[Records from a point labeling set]
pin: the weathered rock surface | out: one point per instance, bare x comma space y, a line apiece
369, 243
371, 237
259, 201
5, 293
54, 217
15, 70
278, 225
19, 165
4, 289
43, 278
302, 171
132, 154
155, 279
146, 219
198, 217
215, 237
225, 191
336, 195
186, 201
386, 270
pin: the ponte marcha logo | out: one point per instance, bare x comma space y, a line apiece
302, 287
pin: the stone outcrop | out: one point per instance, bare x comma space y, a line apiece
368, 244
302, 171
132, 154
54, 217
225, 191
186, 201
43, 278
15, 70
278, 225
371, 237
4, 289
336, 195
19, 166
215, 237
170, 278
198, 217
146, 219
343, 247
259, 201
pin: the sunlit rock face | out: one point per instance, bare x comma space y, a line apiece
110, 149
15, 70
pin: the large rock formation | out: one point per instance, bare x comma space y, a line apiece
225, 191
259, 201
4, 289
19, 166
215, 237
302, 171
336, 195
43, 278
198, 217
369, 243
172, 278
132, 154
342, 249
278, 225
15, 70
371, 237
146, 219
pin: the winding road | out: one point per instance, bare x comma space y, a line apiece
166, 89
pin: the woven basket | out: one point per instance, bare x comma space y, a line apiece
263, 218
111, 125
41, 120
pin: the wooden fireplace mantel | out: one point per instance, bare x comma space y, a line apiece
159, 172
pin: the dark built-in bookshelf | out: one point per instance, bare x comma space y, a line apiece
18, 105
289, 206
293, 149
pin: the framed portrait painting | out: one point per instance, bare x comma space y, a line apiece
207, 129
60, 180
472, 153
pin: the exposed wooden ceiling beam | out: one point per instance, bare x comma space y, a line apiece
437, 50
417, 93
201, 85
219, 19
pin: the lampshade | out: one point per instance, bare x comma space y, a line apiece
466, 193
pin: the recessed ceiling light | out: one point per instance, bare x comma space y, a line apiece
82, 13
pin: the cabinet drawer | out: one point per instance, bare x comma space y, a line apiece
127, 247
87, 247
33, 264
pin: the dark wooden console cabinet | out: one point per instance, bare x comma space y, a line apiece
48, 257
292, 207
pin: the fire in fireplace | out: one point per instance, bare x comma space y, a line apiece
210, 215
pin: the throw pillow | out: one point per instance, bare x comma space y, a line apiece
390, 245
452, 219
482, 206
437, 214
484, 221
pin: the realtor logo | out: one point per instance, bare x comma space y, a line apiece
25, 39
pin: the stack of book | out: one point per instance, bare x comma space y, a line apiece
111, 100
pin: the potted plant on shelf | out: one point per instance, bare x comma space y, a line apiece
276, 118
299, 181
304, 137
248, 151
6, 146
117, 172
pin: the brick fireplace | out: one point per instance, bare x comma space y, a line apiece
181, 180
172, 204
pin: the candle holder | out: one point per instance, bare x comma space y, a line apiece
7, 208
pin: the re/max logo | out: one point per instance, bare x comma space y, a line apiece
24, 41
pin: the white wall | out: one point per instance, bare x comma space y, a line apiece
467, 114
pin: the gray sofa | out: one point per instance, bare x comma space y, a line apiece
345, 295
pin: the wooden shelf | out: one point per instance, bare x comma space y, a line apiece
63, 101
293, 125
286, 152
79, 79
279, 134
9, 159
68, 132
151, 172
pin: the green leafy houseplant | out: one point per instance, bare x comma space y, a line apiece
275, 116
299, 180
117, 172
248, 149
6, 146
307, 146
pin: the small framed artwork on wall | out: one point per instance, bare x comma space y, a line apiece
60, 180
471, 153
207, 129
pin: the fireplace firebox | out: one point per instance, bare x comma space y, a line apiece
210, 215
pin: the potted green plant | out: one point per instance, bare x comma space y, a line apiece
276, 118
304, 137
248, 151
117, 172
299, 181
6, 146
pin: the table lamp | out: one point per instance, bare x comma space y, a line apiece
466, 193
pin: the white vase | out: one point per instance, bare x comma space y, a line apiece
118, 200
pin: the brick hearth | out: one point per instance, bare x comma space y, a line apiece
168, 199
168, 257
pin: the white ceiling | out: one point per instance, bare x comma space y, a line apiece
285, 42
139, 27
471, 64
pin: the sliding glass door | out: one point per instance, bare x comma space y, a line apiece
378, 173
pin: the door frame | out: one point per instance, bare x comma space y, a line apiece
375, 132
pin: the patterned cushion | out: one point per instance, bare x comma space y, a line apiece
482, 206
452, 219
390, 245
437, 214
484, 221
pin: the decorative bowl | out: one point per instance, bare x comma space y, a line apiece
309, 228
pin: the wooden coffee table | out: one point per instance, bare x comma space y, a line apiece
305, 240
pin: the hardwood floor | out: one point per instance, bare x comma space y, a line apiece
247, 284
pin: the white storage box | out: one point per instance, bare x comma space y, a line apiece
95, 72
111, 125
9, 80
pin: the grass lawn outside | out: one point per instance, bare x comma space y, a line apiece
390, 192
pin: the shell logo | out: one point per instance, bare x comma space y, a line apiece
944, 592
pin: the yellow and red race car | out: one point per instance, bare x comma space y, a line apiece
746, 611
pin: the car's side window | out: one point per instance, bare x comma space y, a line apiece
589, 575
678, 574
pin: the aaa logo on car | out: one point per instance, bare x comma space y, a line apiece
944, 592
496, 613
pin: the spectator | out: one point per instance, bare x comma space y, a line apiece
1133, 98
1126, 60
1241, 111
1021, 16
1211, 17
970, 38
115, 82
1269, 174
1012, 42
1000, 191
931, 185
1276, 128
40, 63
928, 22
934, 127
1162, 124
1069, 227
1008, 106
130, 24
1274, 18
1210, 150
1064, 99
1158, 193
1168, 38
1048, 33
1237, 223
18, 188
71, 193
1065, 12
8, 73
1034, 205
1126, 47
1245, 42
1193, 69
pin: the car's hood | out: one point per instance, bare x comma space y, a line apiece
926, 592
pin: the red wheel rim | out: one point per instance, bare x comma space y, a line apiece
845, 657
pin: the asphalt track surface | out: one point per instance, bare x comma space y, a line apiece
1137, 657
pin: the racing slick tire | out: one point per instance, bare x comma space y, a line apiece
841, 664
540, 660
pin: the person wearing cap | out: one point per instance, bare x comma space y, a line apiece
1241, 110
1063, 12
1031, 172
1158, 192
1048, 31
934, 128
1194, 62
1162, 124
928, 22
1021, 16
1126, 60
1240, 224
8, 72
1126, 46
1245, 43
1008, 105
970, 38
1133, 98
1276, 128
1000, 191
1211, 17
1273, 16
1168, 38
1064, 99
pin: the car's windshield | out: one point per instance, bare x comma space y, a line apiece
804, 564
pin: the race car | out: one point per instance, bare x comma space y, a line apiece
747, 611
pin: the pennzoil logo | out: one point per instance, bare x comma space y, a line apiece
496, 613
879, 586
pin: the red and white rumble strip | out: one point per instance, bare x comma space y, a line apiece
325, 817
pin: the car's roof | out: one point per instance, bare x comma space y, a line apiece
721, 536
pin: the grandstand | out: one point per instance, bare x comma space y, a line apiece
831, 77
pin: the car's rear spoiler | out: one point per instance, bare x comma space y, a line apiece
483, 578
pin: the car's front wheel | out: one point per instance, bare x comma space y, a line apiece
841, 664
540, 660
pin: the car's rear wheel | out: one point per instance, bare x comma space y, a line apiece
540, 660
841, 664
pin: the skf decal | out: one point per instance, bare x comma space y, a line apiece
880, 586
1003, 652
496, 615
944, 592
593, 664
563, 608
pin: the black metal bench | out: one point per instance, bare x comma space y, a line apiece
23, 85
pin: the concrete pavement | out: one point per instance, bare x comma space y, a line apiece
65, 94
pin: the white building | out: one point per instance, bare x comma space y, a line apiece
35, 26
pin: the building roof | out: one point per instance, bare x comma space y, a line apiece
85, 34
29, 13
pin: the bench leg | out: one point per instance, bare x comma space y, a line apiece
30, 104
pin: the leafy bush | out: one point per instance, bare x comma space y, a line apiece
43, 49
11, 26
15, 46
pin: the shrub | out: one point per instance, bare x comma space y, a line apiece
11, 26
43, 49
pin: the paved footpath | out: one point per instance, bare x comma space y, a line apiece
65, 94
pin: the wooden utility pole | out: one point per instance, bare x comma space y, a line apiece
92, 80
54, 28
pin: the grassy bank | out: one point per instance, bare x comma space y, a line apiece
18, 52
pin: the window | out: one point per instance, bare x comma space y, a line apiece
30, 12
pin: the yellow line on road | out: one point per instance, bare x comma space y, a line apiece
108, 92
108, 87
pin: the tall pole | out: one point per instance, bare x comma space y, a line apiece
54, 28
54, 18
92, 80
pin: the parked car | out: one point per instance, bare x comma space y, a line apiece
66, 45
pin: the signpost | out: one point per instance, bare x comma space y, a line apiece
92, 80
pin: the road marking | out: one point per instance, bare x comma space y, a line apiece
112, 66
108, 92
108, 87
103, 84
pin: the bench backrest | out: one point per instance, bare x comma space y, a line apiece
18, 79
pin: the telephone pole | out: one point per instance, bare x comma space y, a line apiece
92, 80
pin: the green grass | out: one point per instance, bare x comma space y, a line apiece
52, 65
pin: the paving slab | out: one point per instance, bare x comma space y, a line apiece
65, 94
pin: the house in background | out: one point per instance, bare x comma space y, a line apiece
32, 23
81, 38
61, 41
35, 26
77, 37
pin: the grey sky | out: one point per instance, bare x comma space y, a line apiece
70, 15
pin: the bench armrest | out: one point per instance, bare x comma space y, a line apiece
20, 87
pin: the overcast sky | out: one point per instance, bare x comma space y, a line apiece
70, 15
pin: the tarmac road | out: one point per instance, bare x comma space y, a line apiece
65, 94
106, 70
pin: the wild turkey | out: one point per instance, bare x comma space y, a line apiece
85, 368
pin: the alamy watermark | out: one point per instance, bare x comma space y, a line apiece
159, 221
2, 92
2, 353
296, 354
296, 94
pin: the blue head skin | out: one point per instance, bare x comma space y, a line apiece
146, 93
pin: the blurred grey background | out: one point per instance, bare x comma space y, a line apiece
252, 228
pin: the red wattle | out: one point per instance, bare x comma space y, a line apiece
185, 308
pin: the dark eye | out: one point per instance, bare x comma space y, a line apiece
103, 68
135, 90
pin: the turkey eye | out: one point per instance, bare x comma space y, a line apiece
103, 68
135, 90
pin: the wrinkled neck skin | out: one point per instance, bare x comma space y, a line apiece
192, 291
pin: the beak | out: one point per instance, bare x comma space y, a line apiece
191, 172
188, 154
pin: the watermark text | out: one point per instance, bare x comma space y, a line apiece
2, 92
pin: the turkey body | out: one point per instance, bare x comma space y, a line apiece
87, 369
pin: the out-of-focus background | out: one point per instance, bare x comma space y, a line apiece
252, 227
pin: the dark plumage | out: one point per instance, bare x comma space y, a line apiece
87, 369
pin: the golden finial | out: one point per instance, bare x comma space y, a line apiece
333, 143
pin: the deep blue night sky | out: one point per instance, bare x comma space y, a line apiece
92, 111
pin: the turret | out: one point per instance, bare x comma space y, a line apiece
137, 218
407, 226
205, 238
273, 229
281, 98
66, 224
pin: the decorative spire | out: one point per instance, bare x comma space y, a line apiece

**Work to be completed:** In the listing above, find the line with "pin: the red wattle" and set down that line and all after it exactly, through the final line.

**In response:**
pin: the red wattle | out: one point per instance, bare x comma space y, a line apiece
185, 308
pin: the dark eye | out: one point per instance, bare x comma space y, a line apiece
103, 68
135, 90
pin: the turkey eye | out: one point per instance, bare x comma space y, a line apiece
103, 68
135, 90
pin: the wrinkled neck skin | out: one point per instance, bare x comma space y, a line apiece
192, 291
pin: the beak | out: one point per instance, bare x comma space y, a line apiece
191, 172
188, 154
pin: the watermark text | out: one point per instance, bare x comma space y, a line apiece
2, 92
pin: the turkey body | out: one point per instance, bare x comma space y, a line apiece
87, 369
pin: the out-of-focus background | out: one point per instance, bare x comma space y, a line apiece
252, 227
pin: the dark plumage | out: one point per instance, bare x comma space y, a line apiece
87, 369
pin: the golden finial | out: one point per instance, bare x comma space y, a line apiece
333, 143
pin: the deep blue night sky | out: one point per instance, bare x comma space y, a line apiece
92, 111
pin: the turret | out: one point per instance, bare x comma space y, a line apiece
137, 218
407, 226
205, 238
273, 229
281, 98
66, 224
pin: the decorative spire | out: one point per instance, bare x comma space y, a line apiece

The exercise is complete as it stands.